### BRIEF
Pick up the logical induction notation page after its last line and keep writing it in the same style.

### ARTICLE
User:IssaRice/Logical induction notation

This is in user space because it's not really about machine learning.

Term	Notation	Type	Definition	Notes
$F$ -combination	$A$	$S \cup {0, 1} \to F_{n}$		Function application of an $F$ -combination uses square brackets instead of parentheses. Why? As far as I can tell, this is because each coefficient is in $F$ so is itself a function. This means we have two senses of "application": we can pick out the specific coefficient we want (square brackets), or we can apply each coefficient to return something (parentheses).
Holdings from $T$ against $\bar{P}$ (a $Q$ -combination)	$T (\bar{P})$	$S \cup {0, 1} \to Q$

Example of a 5-strategy given on p. 18 of the paper:

[(\neg \neg ϕ)^{* 5} - ϕ^{* 5}] \cdot (ϕ - ϕ^{* 5}) + [ϕ^{* 5} - (\neg \neg ϕ)^{* 5}] \cdot (\neg \neg ϕ - (\neg \neg ϕ)^{* 5})

### COLLECTED MATERIAL
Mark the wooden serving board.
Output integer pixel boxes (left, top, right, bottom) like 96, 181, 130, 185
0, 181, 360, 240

### TASK RESPONSE
Since the coefficients are in $F_{5}$ , this is an $F_{5}$ -combination. Let's call this 5-strategy $T_{5}$ . We can pick out the coefficient for the $ϕ$ term like $T_{5} [ϕ] = (\neg \neg ϕ)^{* 5} - ϕ^{* 5}$ . But since each coefficient is a feature (which is a function), we can also apply each coefficient to some valuation sequence $\bar{V}$ , like this:

T_{5} (\bar{V}) = [(\neg \neg ϕ)^{* 5} (\bar{V}) - ϕ^{* 5} (\bar{V})] \cdot (ϕ - ϕ^{* 5} (\bar{V})) + [ϕ^{* 5} (\bar{V}) - (\neg \neg ϕ)^{* 5} (\bar{V})] \cdot (\neg \neg ϕ - (\neg \neg ϕ)^{* 5} (\bar{V}))

Now each coefficient is a real number, so $T_{5} (\bar{V})$ is an $R$ -combination. Note that since $T_{5} : S \cup {1} \to F_{5}$ is a function that takes a sentence or the number $1$ and $\bar{V}$ is a valuation sequence (not a sentence or number), there appears to be a type error in writing $T_{5} (\bar{V})$ . What is going on is that we aren't evaluating $T_{5}$ at $\bar{V}$ ; rather, we are evaluating each coefficient of $T_{5}$ , to convert the range of $T_{5}$ from $F_{5}$ to $R$ .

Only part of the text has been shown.